Add -22 to every coordinate in the answers and write the listing out again, starting at the line that contains "task: provide the segmentation of the <item>pavement</item>" and ending at the end of the listing, with both of those included. Keep all other lines as they are, and leave the pictures out.

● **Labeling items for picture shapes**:

■ ■ ■

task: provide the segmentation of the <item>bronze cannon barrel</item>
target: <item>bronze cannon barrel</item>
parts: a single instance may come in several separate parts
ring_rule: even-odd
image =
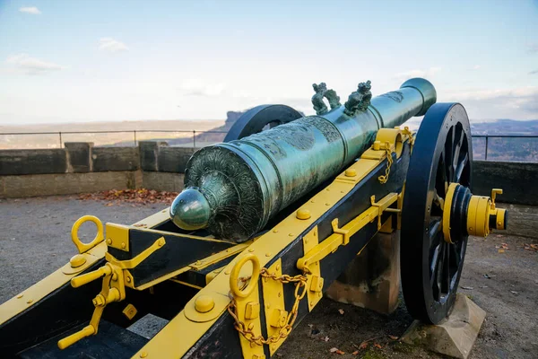
[[[368,86],[369,90],[369,82]],[[185,230],[204,228],[221,239],[246,241],[359,157],[379,128],[423,116],[437,100],[433,85],[421,78],[371,99],[362,109],[348,105],[354,94],[359,92],[323,115],[196,152],[187,165],[185,189],[170,206],[174,223]]]

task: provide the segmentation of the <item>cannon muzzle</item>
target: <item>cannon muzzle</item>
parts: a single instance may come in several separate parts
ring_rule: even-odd
[[[196,152],[187,166],[185,189],[170,206],[174,223],[244,241],[360,156],[378,129],[423,116],[437,100],[433,85],[421,78],[373,99],[369,81],[360,83],[344,105],[325,83],[314,88],[317,116]]]

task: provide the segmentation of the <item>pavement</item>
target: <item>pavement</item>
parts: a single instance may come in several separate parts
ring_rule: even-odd
[[[62,267],[75,254],[70,231],[82,215],[130,224],[165,206],[110,204],[69,196],[0,199],[0,302]],[[538,253],[525,247],[538,244],[538,207],[499,206],[510,211],[508,231],[485,240],[469,239],[460,281],[459,292],[487,312],[469,358],[536,358]],[[81,228],[83,241],[91,240],[91,226],[85,223]],[[397,340],[412,321],[403,300],[395,312],[386,316],[324,298],[275,355],[290,359],[441,358]]]

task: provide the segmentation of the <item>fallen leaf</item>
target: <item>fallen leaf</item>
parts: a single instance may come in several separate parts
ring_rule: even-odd
[[[523,247],[525,250],[531,250],[534,252],[538,251],[538,244],[527,244],[525,243]]]

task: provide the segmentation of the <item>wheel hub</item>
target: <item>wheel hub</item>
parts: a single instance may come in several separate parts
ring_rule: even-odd
[[[493,229],[505,230],[506,209],[495,206],[495,197],[502,189],[493,188],[491,197],[473,196],[459,183],[450,183],[443,206],[443,238],[450,244],[468,235],[486,237]]]

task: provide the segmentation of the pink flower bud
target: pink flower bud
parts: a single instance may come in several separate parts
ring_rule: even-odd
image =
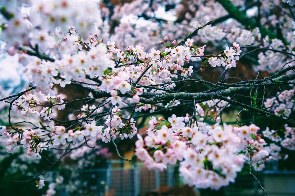
[[[115,97],[118,95],[118,92],[117,92],[117,91],[115,91],[114,90],[112,90],[111,91],[111,95],[112,95],[112,97]]]
[[[17,49],[14,46],[12,46],[8,49],[8,54],[11,56],[13,56],[17,52]]]
[[[164,119],[162,117],[159,117],[158,118],[158,120],[160,121],[163,121],[164,120]]]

■ ■ ■

● **Written reply**:
task: provide the segmentation of the <item>pavement</item>
target: <item>pavement</item>
parts: a single instance may come in several separate parts
ring_rule: even-odd
[[[40,245],[53,232],[48,209],[60,193],[108,202],[143,184],[88,182],[47,174],[-22,177],[-22,280]],[[516,231],[503,225],[516,222],[516,185],[477,184],[488,189],[486,209],[463,218],[447,217],[438,259],[437,270],[465,290],[447,336],[514,336]],[[59,206],[61,219],[69,218],[69,204],[63,201]],[[375,318],[390,299],[381,278],[373,290],[364,294],[302,276],[253,333],[268,337],[419,336]]]

task: provide the segmentation of the <item>fallen leaf</item>
target: <item>fallen leaf</item>
parts: a single instance may come in several separate parts
ring_rule: even-odd
[[[501,225],[503,228],[509,228],[512,230],[516,229],[516,222],[505,222],[503,221]]]

task: provide the segmentation of the <item>wheel hub</item>
target: <item>wheel hub</item>
parts: a single instance may come in several separate parts
ring_rule: even-odd
[[[471,207],[483,208],[484,187],[473,184],[473,175],[480,167],[471,166],[469,175],[451,174],[437,161],[428,161],[421,184],[421,216],[428,222],[446,213],[464,215]]]

task: provide the segmentation of the pink flower bud
target: pink flower bud
parts: a single instance may come in several separate parts
ring_rule: even-odd
image =
[[[93,75],[96,73],[96,70],[95,70],[95,69],[93,69],[92,68],[90,68],[89,69],[89,73],[90,73],[90,75]]]
[[[-5,27],[-8,24],[-10,24],[-14,27],[-14,32],[-11,34],[-9,34],[-5,30]]]
[[[142,97],[140,95],[137,95],[136,96],[136,98],[138,99],[141,99],[142,98]]]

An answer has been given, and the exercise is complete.